# Start of Extracted records
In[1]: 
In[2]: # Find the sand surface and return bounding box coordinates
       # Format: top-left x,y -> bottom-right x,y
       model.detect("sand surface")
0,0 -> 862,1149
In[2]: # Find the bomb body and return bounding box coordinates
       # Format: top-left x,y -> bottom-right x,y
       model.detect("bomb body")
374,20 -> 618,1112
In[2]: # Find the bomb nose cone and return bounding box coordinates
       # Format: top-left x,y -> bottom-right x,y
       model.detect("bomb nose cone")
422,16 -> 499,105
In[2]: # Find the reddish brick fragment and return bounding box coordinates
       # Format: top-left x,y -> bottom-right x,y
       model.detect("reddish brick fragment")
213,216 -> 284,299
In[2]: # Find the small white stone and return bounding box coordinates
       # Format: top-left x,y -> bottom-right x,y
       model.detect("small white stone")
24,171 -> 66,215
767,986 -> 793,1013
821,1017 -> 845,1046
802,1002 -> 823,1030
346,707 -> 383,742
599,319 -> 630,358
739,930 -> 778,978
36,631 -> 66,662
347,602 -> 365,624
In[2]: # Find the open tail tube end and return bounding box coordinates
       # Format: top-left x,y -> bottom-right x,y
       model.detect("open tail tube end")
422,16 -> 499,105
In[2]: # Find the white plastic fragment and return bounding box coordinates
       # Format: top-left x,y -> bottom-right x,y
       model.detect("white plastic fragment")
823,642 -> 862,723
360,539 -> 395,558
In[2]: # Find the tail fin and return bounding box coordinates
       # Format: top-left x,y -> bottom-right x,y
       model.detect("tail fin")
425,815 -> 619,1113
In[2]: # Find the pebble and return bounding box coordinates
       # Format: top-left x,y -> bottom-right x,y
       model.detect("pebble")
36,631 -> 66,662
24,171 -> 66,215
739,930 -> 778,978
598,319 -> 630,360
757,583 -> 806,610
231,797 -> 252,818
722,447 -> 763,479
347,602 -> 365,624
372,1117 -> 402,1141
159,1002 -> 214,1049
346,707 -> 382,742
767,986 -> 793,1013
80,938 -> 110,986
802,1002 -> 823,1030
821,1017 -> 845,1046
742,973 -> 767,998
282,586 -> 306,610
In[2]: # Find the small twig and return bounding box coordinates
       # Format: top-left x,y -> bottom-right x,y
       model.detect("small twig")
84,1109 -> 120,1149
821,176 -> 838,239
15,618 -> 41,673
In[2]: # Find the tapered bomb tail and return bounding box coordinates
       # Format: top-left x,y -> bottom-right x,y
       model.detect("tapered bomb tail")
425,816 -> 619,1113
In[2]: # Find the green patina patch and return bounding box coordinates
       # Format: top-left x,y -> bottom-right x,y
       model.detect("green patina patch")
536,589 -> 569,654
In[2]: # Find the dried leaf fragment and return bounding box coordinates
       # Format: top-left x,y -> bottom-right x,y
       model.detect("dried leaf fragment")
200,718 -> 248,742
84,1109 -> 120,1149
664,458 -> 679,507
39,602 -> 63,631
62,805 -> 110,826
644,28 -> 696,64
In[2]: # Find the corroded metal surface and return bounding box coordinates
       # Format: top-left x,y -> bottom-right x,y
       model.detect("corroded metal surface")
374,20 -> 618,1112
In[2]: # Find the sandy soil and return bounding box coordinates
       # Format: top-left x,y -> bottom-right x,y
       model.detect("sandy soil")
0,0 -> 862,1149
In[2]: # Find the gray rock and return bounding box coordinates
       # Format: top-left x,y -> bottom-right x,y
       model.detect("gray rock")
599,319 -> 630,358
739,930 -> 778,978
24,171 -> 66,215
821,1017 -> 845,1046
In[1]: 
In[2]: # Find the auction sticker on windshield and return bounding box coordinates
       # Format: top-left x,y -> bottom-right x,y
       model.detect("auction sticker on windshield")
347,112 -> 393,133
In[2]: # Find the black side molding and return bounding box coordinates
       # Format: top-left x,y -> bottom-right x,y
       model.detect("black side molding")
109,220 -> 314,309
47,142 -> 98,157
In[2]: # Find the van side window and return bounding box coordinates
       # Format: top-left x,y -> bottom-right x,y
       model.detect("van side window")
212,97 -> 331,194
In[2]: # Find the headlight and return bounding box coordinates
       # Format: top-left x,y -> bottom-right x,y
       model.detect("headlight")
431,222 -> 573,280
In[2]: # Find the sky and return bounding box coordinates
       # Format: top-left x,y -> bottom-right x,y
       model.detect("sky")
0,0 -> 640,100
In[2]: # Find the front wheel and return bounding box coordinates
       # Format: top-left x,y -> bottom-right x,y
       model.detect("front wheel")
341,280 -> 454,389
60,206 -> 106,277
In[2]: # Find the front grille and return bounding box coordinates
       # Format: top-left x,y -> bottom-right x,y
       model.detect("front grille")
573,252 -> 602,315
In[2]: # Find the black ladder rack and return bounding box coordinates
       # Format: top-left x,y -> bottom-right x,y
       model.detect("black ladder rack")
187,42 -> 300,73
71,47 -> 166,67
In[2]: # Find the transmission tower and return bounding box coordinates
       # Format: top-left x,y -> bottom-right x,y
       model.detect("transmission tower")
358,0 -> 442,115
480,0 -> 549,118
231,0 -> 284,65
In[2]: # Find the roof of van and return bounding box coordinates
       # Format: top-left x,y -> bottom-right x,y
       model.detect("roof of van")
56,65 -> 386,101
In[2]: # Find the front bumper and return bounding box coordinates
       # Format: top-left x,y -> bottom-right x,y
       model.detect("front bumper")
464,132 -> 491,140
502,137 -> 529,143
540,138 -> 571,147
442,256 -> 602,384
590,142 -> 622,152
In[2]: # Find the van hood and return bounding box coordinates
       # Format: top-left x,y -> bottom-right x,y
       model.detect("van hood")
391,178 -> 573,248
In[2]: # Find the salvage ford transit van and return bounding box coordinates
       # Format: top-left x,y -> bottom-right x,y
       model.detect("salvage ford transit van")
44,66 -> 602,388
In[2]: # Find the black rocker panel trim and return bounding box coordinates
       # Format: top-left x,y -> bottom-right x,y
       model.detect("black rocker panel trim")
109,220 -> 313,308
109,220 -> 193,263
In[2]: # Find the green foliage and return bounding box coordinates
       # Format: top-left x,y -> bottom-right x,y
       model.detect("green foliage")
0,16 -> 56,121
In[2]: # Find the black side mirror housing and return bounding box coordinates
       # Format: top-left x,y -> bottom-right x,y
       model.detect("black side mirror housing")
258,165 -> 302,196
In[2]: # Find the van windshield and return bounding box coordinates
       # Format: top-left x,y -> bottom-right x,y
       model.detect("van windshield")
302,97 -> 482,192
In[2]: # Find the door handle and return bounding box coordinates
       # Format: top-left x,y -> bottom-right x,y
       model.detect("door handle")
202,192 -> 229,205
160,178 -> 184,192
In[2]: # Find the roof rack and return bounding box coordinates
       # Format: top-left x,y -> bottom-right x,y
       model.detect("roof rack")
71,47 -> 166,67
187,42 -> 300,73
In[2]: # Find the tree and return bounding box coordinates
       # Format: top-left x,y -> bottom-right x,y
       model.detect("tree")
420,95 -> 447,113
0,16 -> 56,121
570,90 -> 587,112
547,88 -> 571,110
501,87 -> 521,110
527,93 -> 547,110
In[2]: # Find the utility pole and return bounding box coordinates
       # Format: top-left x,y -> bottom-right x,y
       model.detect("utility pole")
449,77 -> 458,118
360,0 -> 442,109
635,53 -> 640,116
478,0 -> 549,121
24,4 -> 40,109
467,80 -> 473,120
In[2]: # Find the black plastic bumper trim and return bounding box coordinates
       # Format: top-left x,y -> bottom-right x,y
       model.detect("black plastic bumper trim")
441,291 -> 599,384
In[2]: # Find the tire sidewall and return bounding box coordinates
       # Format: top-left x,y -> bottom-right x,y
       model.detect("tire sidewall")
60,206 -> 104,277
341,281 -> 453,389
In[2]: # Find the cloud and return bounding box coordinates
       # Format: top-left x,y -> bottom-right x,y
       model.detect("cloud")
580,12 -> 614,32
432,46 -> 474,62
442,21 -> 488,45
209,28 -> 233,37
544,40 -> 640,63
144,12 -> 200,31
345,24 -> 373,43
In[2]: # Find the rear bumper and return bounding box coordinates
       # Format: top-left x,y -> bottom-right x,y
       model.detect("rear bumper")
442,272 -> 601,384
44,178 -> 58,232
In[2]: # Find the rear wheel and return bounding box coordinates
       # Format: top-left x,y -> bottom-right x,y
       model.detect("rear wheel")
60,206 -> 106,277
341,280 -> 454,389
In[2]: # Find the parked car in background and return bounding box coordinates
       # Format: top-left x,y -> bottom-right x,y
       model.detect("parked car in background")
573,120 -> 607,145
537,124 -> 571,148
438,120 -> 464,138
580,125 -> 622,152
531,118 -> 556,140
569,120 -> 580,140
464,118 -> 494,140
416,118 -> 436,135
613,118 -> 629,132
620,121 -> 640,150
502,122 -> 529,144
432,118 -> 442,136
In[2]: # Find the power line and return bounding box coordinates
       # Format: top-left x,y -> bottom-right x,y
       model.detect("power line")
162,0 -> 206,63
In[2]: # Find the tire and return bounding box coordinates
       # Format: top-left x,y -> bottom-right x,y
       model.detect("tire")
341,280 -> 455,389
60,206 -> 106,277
# End of Extracted records
> [Problem to solve]: Quote everything in the material above from the line containing "In[2]: # Find the green foliage" down to the line containing "467,80 -> 473,120", with both of those lines included.

> [Expected answer]:
In[2]: # Find the green foliage and return bounding box coordinates
       # Format: top-left x,y -> bottom-right x,y
       model.detect("green foliage")
0,16 -> 56,121
In[2]: # Find the black side mirror housing and return bounding box coordinates
       # Format: top-left x,y -> bottom-right x,y
       model.detect("black side mirror housing")
258,165 -> 302,196
In[2]: # Find the van windshield and return bounding box coordinates
       # Format: top-left x,y -> bottom-right x,y
       model.detect("van windshield")
302,97 -> 482,192
In[2]: # Find the door handle and return bounding box coordinates
       # Format: top-left x,y -> bottom-right x,y
       model.detect("door handle")
202,192 -> 229,205
160,178 -> 184,192
In[2]: # Find the roof rack and return bounding box coordinates
       # Format: top-left x,y -> bottom-right x,y
       model.detect("roof rack")
71,47 -> 166,67
187,42 -> 300,73
In[2]: # Find the tree and return bounding box coordinates
       # Format: top-left x,y -> bottom-right x,y
       model.detect("tree")
420,95 -> 447,113
0,16 -> 56,121
570,90 -> 587,112
547,88 -> 571,110
501,87 -> 521,110
527,93 -> 547,110
In[2]: # Find the utility pole and return bounding box coordinates
       # Format: top-left x,y -> bottom-right x,y
       model.detect("utility pole")
449,77 -> 458,118
360,0 -> 442,109
635,53 -> 640,116
478,0 -> 549,121
24,4 -> 40,109
467,80 -> 473,120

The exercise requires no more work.